A word-for-word copy of the listing that follows is required.

*** Opening Task inputs ***

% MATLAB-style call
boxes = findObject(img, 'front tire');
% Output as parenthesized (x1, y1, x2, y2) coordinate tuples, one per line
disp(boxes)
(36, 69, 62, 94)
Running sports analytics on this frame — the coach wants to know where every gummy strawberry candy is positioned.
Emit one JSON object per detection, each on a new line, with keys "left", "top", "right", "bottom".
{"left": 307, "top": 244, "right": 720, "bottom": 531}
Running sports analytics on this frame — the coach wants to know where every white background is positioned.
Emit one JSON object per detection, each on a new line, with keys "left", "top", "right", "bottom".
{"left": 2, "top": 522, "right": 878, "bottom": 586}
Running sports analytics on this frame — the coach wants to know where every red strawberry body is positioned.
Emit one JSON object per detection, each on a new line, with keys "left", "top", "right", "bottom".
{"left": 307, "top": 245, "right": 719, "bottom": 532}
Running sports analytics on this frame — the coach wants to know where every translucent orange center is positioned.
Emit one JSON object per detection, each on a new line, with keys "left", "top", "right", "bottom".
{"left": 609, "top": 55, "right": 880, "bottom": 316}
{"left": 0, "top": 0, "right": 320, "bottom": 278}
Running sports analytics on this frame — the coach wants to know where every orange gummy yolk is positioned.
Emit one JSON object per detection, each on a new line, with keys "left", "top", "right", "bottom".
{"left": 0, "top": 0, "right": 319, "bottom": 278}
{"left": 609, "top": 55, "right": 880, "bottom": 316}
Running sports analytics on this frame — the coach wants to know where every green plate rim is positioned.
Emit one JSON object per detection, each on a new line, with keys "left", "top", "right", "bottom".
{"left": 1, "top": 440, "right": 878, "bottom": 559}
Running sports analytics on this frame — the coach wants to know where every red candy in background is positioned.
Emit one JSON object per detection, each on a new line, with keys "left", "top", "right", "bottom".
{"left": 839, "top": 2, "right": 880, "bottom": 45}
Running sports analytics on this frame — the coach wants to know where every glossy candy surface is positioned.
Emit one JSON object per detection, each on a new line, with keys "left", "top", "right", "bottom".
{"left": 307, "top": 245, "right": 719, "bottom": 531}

*** Closing Task inputs ***

● **Answer space**
% MATLAB-style call
boxes = findObject(img, 'front tire');
% Output as parenthesized (x1, y1, x2, y2) coordinate tuples, one per line
disp(boxes)
(36, 69, 62, 94)
Running sports analytics on this frame — the coach wants to know where every gummy strawberry candy is positioned.
Emit one JSON object per detection, each on a new line, with keys "left", "top", "right", "bottom".
{"left": 307, "top": 244, "right": 720, "bottom": 531}
Running sports analytics on this frame — the coach wants to know where every white background is positioned.
Emit one JSON object per detection, each on a new line, with keys "left", "top", "right", "bottom".
{"left": 2, "top": 522, "right": 878, "bottom": 586}
Running sports analytics on this frame — the coach wants to know where every red strawberry body is positioned.
Emit one JSON object per detection, each on a new line, with keys "left", "top", "right", "bottom".
{"left": 307, "top": 245, "right": 719, "bottom": 532}
Running sports analytics on this frame — the coach wants to know where every translucent orange center is positioned.
Emit one JSON object per detection, each on a new line, with keys "left", "top", "right", "bottom".
{"left": 609, "top": 55, "right": 880, "bottom": 316}
{"left": 0, "top": 0, "right": 320, "bottom": 278}
Running sports analytics on this frame — the coach wants to know where every orange gummy yolk is positioned.
Emit one JSON object per detection, each on a new line, with keys "left", "top", "right", "bottom".
{"left": 0, "top": 0, "right": 319, "bottom": 278}
{"left": 609, "top": 55, "right": 880, "bottom": 316}
Running sports analytics on this frame — the coach wants to know where every green plate rim is positioned.
Emit one JSON object per detection, each on a new line, with keys "left", "top", "right", "bottom".
{"left": 1, "top": 440, "right": 878, "bottom": 559}
Running sports analytics on this frame — the coach wants to know where every red candy in background is positioned.
Emit one JSON object per detection, each on a new line, with keys "left", "top", "right", "bottom".
{"left": 839, "top": 2, "right": 880, "bottom": 45}
Running sports analytics on this frame — the coach wants to know where every glossy candy surface is positioned.
Emit one JSON object per detection, each on a new line, with keys "left", "top", "right", "bottom".
{"left": 307, "top": 245, "right": 719, "bottom": 531}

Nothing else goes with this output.